** Start of Records supplied **
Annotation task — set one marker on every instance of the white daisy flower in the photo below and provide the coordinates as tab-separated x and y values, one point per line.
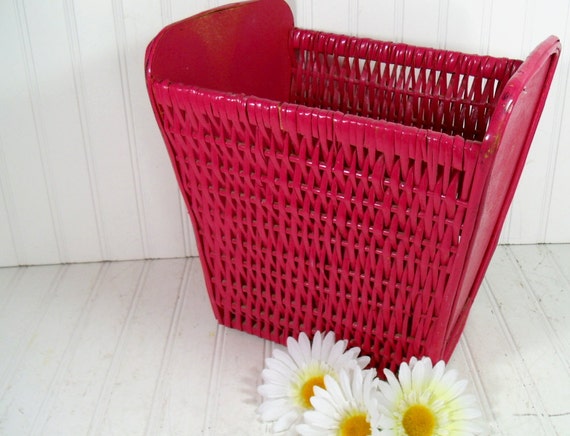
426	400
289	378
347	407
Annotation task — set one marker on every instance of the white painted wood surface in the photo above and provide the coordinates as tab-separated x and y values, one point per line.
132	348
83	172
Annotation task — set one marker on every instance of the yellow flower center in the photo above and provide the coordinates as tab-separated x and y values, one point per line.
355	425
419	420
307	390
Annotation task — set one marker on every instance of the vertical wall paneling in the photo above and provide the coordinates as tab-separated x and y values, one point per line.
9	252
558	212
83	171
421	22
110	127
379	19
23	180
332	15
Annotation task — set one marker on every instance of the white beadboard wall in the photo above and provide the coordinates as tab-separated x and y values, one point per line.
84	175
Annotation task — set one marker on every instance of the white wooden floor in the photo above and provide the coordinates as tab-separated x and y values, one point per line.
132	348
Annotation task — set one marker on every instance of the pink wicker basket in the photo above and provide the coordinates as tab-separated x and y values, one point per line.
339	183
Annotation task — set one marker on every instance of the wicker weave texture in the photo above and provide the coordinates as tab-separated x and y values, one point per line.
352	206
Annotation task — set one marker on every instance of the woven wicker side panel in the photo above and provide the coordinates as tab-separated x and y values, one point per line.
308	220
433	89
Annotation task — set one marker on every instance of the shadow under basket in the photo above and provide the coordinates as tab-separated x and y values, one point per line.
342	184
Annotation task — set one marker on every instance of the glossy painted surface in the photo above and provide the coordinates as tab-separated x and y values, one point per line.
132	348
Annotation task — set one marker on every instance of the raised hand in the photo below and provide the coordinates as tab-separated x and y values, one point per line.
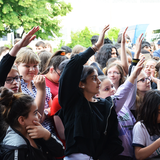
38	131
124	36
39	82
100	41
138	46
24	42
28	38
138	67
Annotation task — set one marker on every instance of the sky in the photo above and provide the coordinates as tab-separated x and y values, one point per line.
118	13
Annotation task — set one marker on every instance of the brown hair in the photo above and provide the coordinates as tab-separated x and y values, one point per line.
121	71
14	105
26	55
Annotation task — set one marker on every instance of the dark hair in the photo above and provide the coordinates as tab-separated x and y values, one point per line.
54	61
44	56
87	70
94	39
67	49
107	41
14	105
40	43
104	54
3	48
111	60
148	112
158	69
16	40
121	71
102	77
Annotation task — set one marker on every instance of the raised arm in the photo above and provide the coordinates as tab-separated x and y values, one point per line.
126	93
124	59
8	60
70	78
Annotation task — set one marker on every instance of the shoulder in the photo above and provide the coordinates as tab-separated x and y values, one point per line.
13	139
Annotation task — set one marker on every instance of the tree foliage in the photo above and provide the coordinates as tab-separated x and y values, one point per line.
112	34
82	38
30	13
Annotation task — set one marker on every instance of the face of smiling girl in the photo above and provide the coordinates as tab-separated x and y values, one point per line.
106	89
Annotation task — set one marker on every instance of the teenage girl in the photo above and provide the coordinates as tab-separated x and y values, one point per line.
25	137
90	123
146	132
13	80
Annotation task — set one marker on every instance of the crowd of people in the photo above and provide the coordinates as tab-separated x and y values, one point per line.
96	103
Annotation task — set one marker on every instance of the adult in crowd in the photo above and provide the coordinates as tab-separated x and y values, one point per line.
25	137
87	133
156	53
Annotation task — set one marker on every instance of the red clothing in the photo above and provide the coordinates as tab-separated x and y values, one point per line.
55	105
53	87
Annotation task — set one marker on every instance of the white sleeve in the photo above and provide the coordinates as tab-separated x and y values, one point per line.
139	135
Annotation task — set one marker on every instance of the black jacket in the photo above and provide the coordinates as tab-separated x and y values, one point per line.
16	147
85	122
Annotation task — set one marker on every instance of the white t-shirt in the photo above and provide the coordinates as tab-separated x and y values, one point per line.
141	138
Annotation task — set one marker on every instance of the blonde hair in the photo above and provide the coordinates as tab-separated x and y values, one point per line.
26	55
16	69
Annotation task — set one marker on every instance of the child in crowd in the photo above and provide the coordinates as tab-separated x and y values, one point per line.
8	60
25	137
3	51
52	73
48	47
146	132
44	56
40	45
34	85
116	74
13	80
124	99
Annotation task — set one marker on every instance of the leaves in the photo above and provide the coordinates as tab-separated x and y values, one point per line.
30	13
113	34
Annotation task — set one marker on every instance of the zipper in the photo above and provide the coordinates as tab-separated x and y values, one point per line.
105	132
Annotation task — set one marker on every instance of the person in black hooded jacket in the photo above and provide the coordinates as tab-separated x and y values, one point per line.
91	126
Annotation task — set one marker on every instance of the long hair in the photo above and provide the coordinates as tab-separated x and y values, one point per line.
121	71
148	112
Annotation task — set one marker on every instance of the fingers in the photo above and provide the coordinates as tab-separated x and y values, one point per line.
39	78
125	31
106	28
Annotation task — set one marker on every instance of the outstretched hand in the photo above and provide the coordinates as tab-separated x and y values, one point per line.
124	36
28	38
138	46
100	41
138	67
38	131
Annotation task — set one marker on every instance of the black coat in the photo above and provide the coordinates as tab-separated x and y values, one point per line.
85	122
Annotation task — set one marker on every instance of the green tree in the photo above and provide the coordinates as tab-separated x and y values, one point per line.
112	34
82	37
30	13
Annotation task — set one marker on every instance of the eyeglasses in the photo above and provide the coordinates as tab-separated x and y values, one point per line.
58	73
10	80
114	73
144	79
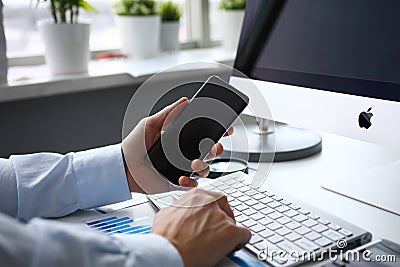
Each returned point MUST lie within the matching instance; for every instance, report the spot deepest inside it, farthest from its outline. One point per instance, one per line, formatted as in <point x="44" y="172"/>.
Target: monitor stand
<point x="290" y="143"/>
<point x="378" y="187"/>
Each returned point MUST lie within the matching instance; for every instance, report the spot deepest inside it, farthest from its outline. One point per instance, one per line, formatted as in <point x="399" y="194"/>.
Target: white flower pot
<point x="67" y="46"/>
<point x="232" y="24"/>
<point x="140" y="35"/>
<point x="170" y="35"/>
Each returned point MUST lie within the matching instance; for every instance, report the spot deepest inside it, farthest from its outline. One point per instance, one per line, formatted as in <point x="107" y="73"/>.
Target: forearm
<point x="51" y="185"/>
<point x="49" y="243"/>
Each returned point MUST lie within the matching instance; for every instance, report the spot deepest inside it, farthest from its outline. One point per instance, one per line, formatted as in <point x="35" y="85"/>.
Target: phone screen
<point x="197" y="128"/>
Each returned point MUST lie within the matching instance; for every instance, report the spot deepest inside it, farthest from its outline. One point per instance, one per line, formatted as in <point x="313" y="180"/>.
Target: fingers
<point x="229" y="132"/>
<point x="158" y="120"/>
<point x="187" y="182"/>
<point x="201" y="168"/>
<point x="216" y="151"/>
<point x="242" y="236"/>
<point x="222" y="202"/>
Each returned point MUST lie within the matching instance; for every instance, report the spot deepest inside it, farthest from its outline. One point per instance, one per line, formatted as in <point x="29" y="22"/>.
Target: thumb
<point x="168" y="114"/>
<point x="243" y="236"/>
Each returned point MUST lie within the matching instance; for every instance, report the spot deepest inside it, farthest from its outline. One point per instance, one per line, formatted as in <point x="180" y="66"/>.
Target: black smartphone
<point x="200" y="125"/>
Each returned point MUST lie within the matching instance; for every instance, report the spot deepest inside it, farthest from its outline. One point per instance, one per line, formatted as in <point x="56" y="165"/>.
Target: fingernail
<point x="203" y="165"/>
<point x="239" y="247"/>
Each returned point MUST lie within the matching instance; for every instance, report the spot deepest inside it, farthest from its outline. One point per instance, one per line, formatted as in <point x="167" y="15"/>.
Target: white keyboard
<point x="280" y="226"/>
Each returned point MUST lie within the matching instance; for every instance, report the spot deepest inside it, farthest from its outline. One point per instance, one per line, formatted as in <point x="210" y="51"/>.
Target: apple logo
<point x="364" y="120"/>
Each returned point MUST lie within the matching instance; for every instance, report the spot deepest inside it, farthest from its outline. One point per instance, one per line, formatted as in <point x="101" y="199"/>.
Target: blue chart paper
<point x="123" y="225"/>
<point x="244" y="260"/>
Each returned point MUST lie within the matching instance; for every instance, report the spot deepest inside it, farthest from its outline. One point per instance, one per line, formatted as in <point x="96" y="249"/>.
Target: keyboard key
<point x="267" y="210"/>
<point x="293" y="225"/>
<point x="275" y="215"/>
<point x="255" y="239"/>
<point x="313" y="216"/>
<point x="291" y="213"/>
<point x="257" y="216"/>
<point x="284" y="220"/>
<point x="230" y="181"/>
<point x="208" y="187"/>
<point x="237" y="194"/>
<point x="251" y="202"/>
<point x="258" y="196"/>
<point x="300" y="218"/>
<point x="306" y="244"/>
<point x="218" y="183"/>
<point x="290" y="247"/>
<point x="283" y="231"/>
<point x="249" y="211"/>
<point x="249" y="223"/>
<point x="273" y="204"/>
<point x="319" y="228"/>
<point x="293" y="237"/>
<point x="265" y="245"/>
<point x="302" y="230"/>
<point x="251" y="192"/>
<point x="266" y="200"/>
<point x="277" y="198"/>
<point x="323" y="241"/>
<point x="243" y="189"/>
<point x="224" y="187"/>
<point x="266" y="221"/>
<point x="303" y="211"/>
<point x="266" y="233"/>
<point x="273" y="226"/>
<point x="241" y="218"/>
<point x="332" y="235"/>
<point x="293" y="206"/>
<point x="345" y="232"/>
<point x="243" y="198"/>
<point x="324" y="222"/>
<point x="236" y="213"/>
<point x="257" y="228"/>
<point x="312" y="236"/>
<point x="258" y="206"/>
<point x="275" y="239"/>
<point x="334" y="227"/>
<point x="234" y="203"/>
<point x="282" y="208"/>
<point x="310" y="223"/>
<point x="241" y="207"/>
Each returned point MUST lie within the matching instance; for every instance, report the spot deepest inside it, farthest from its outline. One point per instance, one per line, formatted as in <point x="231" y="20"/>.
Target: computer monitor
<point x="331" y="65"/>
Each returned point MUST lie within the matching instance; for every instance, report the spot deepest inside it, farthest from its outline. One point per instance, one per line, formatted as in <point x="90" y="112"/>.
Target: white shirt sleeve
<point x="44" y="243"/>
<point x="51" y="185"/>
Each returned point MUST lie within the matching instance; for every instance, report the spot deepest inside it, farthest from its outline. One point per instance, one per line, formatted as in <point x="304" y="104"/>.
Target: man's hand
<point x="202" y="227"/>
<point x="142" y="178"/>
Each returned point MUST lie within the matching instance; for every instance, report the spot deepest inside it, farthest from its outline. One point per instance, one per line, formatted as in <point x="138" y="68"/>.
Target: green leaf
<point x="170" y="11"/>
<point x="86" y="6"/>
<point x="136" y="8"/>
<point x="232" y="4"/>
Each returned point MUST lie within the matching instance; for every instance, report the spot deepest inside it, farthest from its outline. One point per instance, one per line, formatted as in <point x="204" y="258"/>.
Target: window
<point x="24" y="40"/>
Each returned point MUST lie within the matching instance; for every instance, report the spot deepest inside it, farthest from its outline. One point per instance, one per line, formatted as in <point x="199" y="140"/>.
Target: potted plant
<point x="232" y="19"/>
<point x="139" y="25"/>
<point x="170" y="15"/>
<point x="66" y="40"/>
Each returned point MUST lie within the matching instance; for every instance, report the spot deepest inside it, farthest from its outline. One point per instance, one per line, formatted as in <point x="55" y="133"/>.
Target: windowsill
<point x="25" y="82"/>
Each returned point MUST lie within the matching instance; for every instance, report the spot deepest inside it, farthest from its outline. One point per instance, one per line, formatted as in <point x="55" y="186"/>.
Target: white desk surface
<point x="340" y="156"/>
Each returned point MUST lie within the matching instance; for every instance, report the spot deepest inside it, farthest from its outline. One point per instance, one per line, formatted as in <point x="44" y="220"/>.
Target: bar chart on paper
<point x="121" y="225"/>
** End of Records supplied **
Goal:
Return every line of the records above that contains the word "crowd", copying each line in full.

Worked answer:
Annotation task — set one marker on every instance of the crowd of people in the photo above and provide the coordinates as tab-separated x and y values, one point per line.
Annotation task — set one marker on every instance of the adult in crowd in the photo above and provide the coordinates as tab-separated x and y values, one point per line.
Annotation task — set one marker on every instance of the child in crowd in the photo above and provide the coordinates as tab-separated x and y values, one point per line.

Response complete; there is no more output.